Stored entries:
◆ ◆ ◆

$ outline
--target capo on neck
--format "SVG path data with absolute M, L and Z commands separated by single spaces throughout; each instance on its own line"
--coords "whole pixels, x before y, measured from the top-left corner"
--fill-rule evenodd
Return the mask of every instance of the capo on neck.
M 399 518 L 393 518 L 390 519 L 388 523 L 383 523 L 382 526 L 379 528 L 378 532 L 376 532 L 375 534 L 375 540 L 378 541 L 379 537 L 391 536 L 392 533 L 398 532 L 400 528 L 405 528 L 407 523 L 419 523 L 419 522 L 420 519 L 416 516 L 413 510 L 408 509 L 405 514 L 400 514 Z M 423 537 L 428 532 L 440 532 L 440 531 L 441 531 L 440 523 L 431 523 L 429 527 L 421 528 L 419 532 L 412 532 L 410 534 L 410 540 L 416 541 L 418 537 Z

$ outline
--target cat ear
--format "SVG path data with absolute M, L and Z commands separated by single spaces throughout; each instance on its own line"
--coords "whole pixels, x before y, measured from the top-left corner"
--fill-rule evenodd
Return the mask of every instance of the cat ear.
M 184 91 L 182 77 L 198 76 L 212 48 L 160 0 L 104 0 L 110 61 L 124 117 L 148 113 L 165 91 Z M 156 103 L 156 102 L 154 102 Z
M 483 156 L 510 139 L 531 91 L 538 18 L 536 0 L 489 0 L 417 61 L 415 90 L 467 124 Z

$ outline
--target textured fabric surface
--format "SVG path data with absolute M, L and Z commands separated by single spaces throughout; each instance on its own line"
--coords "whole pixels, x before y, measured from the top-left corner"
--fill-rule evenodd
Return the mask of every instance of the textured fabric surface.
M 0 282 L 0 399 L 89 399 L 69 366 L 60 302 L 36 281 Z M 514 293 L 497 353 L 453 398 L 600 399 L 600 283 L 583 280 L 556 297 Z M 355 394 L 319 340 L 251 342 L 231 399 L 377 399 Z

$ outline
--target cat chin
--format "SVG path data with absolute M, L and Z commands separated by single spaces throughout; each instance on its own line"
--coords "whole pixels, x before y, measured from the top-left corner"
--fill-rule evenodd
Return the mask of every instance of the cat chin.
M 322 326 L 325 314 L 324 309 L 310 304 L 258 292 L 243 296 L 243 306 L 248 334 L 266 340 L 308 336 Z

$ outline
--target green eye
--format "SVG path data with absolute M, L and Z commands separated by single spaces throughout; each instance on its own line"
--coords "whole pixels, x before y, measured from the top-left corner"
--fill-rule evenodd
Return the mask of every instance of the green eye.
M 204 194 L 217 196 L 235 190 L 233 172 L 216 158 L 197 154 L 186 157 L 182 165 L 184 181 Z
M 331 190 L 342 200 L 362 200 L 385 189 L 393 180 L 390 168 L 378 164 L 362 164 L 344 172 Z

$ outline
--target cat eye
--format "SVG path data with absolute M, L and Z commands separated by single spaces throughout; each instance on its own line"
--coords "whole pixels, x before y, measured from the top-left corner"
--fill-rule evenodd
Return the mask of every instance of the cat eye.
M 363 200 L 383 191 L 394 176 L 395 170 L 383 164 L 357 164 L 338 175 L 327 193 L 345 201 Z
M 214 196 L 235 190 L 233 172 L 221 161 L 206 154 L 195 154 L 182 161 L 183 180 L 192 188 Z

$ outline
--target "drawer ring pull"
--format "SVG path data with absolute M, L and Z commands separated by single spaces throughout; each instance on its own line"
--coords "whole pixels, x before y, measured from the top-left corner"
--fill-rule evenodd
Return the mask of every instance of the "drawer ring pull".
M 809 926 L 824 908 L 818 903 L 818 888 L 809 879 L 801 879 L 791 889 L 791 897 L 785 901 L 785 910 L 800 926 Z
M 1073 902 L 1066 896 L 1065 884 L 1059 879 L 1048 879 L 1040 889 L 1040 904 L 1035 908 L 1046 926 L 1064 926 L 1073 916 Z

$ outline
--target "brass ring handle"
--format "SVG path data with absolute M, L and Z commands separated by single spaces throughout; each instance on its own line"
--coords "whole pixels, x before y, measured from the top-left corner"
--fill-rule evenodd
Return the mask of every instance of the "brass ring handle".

◆ ◆ ◆

▶ _Assigned task_
Reproduce the data above in full, keeping it exactly the same.

▶ _Task result_
$ outline
--target capo on neck
--format "SVG path data with absolute M, L and Z commands separated by single spaces throughout; each instance on its own line"
--coords "whole pixels, x before y, measured from the top-left corner"
--fill-rule evenodd
Return the mask of every instance of the capo on neck.
M 399 518 L 393 518 L 390 519 L 388 523 L 383 523 L 382 526 L 379 528 L 378 532 L 376 532 L 375 534 L 375 540 L 378 541 L 379 537 L 391 536 L 392 533 L 398 532 L 400 528 L 405 528 L 407 523 L 419 523 L 419 522 L 420 519 L 416 516 L 413 510 L 408 509 L 405 514 L 400 514 Z M 423 537 L 428 532 L 440 532 L 440 531 L 441 531 L 440 523 L 431 523 L 429 527 L 421 528 L 419 532 L 412 532 L 410 534 L 410 540 L 416 541 L 418 537 Z

$ outline
--target cat ear
--format "SVG path data with absolute M, L and Z commands separated by single spaces throughout; each instance on its own line"
--coords "whole pixels, x before y, measured from the top-left corner"
--fill-rule evenodd
Return the mask of every instance of the cat ear.
M 184 91 L 182 77 L 198 76 L 212 48 L 160 0 L 104 0 L 110 61 L 124 117 L 148 113 L 165 91 Z M 156 103 L 156 102 L 154 102 Z
M 483 156 L 510 139 L 531 91 L 538 18 L 536 0 L 489 0 L 417 61 L 415 90 L 467 124 Z

$ outline
--target textured fabric surface
--format "SVG path data with absolute M, L and Z commands separated by single spaces throughout; each instance on its own line"
--coords "whole pixels, x before y, measured from the top-left corner"
--fill-rule evenodd
Return the mask of every instance of the textured fabric surface.
M 0 282 L 0 399 L 89 399 L 69 366 L 60 302 L 36 281 Z M 514 293 L 497 353 L 453 398 L 600 399 L 600 283 L 583 280 L 556 297 Z M 355 394 L 319 340 L 251 342 L 231 399 L 377 399 Z

$ outline
--target cat chin
--format "SVG path data with absolute M, L and Z commands separated by single spaces throughout; each instance on its own line"
--coords "whole pixels, x before y, measured from the top-left corner"
--fill-rule evenodd
Return the mask of every instance of the cat chin.
M 322 326 L 325 314 L 324 309 L 310 304 L 258 292 L 243 296 L 243 306 L 248 334 L 266 340 L 308 336 Z

$ outline
--target green eye
--format "SVG path data with absolute M, L and Z commands separated by single spaces throughout; each instance on its own line"
--coords "whole pixels, x before y, measured from the top-left corner"
--fill-rule evenodd
Return the mask of every instance of the green eye.
M 204 194 L 217 196 L 235 190 L 233 172 L 216 158 L 197 154 L 186 157 L 182 165 L 184 181 Z
M 331 190 L 342 200 L 362 200 L 385 189 L 393 180 L 390 168 L 378 164 L 362 164 L 344 172 Z

$ outline
--target cat eye
--format "SVG path data with absolute M, L and Z commands separated by single spaces throughout; each instance on its own line"
--coords "whole pixels, x before y, measured from the top-left corner"
--fill-rule evenodd
Return the mask of every instance of the cat eye.
M 363 200 L 383 191 L 394 176 L 395 170 L 383 164 L 357 164 L 338 175 L 327 193 L 345 201 Z
M 214 196 L 235 190 L 233 172 L 221 161 L 206 154 L 195 154 L 182 161 L 183 180 L 192 188 Z

$ outline
--target "drawer ring pull"
--format "SVG path data with absolute M, L and Z commands separated by single spaces throughout; each instance on its own line"
--coords "whole pixels, x before y, measured from the top-left corner"
--fill-rule evenodd
Return the mask of every instance of the "drawer ring pull".
M 809 926 L 824 908 L 818 903 L 818 888 L 809 879 L 801 879 L 791 889 L 791 897 L 785 901 L 785 910 L 800 926 Z
M 1073 902 L 1066 896 L 1065 884 L 1059 879 L 1048 879 L 1040 889 L 1040 904 L 1035 908 L 1046 926 L 1064 926 L 1073 916 Z

$ outline
--target "brass ring handle"
--format "SVG path data with absolute M, L and Z commands separated by single spaces throughout; each instance on its own line"
--coords "whole pixels, x before y, measured from the top-left corner"
--fill-rule evenodd
Return the mask of every instance of the "brass ring handle".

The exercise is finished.